>> Start Task input

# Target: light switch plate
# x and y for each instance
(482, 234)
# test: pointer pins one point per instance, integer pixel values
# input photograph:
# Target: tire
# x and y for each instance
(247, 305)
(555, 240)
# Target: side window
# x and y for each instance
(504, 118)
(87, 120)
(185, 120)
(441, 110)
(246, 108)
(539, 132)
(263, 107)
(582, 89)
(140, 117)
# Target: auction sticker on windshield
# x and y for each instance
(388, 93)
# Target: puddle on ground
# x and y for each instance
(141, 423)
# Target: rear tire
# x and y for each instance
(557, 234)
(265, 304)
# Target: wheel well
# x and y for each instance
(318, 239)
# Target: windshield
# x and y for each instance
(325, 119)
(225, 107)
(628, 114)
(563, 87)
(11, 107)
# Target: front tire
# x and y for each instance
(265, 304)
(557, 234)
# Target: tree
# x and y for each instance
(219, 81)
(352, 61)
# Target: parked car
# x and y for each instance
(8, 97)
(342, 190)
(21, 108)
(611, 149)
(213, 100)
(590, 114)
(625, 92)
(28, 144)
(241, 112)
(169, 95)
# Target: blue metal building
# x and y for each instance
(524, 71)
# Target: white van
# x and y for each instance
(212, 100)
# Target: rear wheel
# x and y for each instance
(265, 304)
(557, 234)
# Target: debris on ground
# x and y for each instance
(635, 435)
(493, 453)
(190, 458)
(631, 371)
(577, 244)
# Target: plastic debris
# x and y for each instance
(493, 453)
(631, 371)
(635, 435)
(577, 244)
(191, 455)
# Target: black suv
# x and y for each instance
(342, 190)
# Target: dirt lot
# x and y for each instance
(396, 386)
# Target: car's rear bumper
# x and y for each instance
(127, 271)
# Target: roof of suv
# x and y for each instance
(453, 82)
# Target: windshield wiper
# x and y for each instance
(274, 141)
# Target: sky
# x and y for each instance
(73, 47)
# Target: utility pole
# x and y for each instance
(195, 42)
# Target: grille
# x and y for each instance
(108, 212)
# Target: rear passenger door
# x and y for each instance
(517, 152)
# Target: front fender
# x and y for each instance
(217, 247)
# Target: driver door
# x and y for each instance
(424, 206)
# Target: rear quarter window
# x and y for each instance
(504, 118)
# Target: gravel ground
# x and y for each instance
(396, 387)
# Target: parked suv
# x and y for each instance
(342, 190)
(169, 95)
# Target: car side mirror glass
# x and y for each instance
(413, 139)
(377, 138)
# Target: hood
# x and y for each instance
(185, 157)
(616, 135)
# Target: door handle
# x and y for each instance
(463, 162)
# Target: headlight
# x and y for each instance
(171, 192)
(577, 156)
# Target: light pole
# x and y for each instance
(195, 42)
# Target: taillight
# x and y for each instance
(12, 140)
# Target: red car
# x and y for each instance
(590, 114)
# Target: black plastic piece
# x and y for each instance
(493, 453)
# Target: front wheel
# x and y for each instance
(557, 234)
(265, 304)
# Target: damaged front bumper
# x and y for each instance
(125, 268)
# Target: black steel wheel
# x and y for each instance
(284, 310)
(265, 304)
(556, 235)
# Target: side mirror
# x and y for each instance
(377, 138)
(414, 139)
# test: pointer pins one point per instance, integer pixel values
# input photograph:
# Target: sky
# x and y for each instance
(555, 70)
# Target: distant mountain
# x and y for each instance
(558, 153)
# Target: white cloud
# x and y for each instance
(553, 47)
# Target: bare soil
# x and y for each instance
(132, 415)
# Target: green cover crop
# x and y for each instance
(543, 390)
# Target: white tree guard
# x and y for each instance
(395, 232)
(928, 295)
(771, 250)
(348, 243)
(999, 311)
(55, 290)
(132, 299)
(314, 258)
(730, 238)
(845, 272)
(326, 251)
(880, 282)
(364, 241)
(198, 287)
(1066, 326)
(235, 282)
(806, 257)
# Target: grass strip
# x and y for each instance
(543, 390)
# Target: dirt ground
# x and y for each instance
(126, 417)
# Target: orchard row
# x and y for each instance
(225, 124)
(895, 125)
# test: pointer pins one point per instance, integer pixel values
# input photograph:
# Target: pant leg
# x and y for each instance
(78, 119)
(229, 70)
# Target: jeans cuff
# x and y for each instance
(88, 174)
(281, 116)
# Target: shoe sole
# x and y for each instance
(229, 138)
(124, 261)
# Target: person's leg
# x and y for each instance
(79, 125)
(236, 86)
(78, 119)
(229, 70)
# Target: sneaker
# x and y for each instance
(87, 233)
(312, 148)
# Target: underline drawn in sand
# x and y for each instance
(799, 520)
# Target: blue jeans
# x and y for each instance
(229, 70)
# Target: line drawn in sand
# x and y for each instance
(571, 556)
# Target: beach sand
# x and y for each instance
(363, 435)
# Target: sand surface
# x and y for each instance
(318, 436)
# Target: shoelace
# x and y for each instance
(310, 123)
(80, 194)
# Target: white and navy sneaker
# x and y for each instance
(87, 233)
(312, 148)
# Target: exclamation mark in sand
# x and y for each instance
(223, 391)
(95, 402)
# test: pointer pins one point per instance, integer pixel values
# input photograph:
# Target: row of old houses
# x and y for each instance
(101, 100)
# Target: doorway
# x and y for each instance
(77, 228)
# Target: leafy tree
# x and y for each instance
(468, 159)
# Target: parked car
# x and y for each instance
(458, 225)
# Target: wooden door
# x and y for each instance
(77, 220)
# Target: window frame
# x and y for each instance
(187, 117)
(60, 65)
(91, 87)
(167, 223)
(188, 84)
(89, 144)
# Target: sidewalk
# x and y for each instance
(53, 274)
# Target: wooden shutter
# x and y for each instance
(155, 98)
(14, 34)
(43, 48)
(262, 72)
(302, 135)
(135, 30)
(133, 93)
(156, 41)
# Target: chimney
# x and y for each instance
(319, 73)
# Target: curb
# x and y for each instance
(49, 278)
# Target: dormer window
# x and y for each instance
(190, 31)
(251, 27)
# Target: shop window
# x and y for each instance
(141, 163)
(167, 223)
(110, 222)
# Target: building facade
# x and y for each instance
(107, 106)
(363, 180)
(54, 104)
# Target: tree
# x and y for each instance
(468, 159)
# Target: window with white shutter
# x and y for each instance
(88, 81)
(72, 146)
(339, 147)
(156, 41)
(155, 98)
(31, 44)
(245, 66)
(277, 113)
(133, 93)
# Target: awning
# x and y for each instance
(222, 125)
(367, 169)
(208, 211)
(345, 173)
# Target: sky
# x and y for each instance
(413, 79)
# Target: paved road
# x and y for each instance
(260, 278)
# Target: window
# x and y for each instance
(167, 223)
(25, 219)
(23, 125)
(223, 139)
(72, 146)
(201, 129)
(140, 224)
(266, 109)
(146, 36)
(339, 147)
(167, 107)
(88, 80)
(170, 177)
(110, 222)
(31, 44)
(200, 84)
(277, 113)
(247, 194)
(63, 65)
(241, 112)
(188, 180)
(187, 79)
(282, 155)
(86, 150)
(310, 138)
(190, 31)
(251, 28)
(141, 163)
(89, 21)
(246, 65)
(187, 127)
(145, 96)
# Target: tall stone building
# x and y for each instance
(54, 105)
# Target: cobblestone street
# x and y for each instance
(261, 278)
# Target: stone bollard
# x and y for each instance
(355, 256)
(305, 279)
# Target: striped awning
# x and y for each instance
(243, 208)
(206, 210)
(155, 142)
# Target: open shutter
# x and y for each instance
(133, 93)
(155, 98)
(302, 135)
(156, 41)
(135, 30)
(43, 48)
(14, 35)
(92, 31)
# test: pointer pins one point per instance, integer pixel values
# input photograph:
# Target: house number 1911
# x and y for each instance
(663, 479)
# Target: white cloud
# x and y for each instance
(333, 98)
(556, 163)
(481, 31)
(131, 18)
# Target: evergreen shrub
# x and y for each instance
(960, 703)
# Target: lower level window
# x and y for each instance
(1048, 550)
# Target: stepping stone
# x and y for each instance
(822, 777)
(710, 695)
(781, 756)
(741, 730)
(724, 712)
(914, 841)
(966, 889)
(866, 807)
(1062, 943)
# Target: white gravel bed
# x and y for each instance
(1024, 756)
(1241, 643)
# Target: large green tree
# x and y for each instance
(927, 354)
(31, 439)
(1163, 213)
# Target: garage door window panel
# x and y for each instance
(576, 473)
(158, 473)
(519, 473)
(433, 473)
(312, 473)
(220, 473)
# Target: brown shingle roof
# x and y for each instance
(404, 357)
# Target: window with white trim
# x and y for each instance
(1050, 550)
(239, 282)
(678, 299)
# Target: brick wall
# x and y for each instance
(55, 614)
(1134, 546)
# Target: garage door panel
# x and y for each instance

>> End Task input

- **Exercise aim**: Only the lines from the one that contains "# Target: stepping stone" through the last line should be repeated, each exactly as it stands, with both ends included.

- **Result for this task**:
# Target: stepping stone
# x and y for each instance
(822, 777)
(710, 695)
(781, 756)
(741, 730)
(724, 712)
(914, 841)
(966, 889)
(866, 807)
(1062, 943)
# Target: white gravel bed
# x and y for each instance
(1024, 756)
(1241, 643)
# Target: large green tree
# x and y for each instance
(927, 354)
(31, 439)
(1163, 213)
# Target: garage door window panel
# x and y for each instance
(576, 473)
(158, 473)
(519, 473)
(433, 473)
(312, 473)
(220, 473)
# Target: brown shingle roof
# x and y for each instance
(404, 357)
# Target: window with white trim
# x and y for each instance
(1050, 550)
(239, 282)
(678, 299)
# Target: brick wall
# x and y for each instance
(55, 614)
(1134, 546)
# Target: garage door panel
# x and y for each instance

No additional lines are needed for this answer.